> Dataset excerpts

==========

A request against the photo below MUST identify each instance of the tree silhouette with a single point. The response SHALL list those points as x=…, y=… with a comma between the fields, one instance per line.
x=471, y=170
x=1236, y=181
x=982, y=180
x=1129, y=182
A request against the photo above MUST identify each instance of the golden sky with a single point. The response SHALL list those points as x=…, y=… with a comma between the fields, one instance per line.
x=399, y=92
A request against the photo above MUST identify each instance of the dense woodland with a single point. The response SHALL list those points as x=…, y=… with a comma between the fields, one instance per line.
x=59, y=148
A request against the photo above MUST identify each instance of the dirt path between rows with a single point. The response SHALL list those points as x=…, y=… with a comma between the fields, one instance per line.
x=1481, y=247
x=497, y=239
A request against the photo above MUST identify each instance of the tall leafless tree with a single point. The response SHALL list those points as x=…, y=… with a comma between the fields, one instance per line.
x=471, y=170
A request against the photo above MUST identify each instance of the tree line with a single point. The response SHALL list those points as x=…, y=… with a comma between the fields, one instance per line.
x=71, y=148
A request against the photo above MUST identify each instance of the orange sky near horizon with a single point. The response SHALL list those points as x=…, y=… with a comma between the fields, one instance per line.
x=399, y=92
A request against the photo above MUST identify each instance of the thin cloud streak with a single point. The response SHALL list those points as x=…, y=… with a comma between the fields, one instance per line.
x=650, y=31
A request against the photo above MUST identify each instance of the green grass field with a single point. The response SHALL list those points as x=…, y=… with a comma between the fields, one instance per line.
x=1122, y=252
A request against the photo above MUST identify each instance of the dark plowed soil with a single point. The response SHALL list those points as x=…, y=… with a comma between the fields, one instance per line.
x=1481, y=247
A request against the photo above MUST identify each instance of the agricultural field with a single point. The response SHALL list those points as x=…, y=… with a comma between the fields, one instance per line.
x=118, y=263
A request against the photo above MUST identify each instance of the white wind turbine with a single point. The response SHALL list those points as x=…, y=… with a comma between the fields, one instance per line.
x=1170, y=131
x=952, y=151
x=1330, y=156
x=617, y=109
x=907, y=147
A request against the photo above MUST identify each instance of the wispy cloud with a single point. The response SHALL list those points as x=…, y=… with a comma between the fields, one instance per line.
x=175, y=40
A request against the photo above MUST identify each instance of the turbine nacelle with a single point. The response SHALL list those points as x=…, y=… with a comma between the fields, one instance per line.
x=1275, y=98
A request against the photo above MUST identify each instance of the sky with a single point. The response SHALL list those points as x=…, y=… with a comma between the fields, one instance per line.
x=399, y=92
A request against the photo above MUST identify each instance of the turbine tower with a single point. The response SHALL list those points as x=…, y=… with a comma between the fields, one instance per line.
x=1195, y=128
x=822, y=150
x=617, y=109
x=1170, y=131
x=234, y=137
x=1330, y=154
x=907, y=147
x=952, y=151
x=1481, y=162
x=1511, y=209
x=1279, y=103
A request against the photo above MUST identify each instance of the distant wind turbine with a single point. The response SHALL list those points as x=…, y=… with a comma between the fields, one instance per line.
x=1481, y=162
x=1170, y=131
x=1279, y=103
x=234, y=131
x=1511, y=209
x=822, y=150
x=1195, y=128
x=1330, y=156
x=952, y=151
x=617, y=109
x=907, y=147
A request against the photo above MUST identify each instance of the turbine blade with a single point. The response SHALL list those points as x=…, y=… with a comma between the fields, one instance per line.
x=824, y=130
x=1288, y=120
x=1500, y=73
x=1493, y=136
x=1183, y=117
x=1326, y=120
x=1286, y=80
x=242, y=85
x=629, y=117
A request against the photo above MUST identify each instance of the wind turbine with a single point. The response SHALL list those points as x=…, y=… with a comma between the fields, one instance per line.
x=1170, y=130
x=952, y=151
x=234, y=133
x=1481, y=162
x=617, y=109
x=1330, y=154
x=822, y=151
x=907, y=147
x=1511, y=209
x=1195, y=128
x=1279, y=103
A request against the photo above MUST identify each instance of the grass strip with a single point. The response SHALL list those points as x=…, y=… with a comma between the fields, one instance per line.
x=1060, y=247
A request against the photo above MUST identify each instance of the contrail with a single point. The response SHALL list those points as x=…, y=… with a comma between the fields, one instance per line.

==========

> About this exercise
So that no detail is lost, give every line of the data again exactly.

> Solution to the problem
A request against the photo below MUST identify each instance of the tree silhouette with a single point. The response SHALL list those points as x=…, y=… with a comma between the fields, one instance per line.
x=471, y=170
x=1236, y=181
x=982, y=180
x=1129, y=182
A request against the photo above MUST identify each instance of the golden sky with a single point. The response SHALL list those points as x=…, y=… with a comma between the fields, one instance per line.
x=399, y=92
A request against the photo above MUST identify each instance of the dense woodland with a single point. The response SHALL list those points as x=…, y=… with a comma between the fields, one instance per line.
x=59, y=148
A request against the photo above MUST identify each instance of the dirt path between rows with a single point. The response SHALL list those points as x=…, y=… with a comma between the fields, one instance per line.
x=1481, y=247
x=497, y=239
A request against the photo above MUST identify each instance of the tall leafless tree with a single point. The response SHALL list those points as x=…, y=… with a comma between the fields, one instance per line.
x=471, y=170
A request against the photo above MUST identify each instance of the tree line with a single point. The response SHALL list those points as x=…, y=… with a comma between the fields, one instance per line.
x=71, y=148
A request against the photo above MUST identify each instance of the orange sky near horizon with a single point. The response SHALL list those points as x=…, y=… with a comma between the fields, one instance per line.
x=399, y=92
A request against the photo above MUST identify each instance of the thin cloud streak with a single point. The response SHALL list those points as x=…, y=… with a comma between the fields, one instance per line.
x=650, y=31
A request against the photo above MUST identify each instance of the green grass field with a single point. The response SHALL list those points as x=…, y=… with a comma between the fields, one instance per line.
x=1122, y=252
A request against the photo above MUST identify each instance of the dark plowed soil with a single point. The response SHALL list those points as x=…, y=… with a comma between the fields, one instance per line.
x=1481, y=247
A request against the photo above MUST identify each instance of the agricultural field with a single point. The response SHALL list those points as x=…, y=… with a comma between the fields, one instance per line.
x=118, y=263
A request against the photo above MUST identify each instance of the white wind turbine with a single point. The response SHALL list those points as x=…, y=… with a comma between the fields, one instance per line.
x=1170, y=131
x=952, y=151
x=1330, y=156
x=617, y=109
x=907, y=147
A request against the photo above MUST identify each instance of the wispy cloud with a single point. The response SHALL list those points as x=…, y=… with a comma between the fields, one instance per line.
x=175, y=40
A request against the photo above MUST identify each instance of the turbine nacelle with a single point. The response SHALL list those points as x=…, y=… with a comma between the fields, one instance per line.
x=1275, y=98
A request against the photo above MUST identify each instance of the sky with a single point. The response SHALL list those points as x=…, y=… with a comma between the fields, one instance per line.
x=399, y=92
A request against the photo above MUST identify each instance of the turbine tower with a single point. The response SHALL list those points as x=…, y=… with a comma between the fields, one instance per line.
x=1195, y=128
x=822, y=150
x=617, y=109
x=1170, y=131
x=234, y=137
x=1330, y=154
x=907, y=147
x=952, y=151
x=1481, y=162
x=1511, y=209
x=1279, y=103
A request against the photo above MUST identify each instance of the distant wind turbine with a single point. The response SHALL list those points as x=…, y=… with a comma between the fields, one instance per line.
x=1481, y=162
x=1170, y=131
x=1279, y=103
x=234, y=131
x=1511, y=209
x=822, y=150
x=1195, y=128
x=1330, y=156
x=952, y=151
x=617, y=109
x=907, y=147
A request against the photo above MUST identify each instance of the turbine blade with a single point. The response SHALL list those points as x=…, y=… with a comma between the fields, one instance per line.
x=824, y=130
x=1288, y=120
x=1500, y=73
x=1493, y=136
x=1183, y=117
x=1326, y=120
x=1286, y=80
x=242, y=85
x=629, y=117
A request against the photo above MUST identify each instance of the wind turbine with a single point. The response SHALL list those points as x=…, y=… with a comma between the fields, one instance per line.
x=1170, y=130
x=952, y=151
x=234, y=133
x=1481, y=162
x=617, y=109
x=1330, y=154
x=822, y=151
x=907, y=147
x=1511, y=209
x=1195, y=128
x=1279, y=103
A request against the photo above MUST identify each instance of the grass strip with a single point. The response SHALL list those points as x=…, y=… with a comma between the fields, one instance per line.
x=1060, y=247
A request against the photo above MUST identify each instance of the contrail with a single point. The response SHALL list those points as x=…, y=… with a comma between the fields, one instance per line.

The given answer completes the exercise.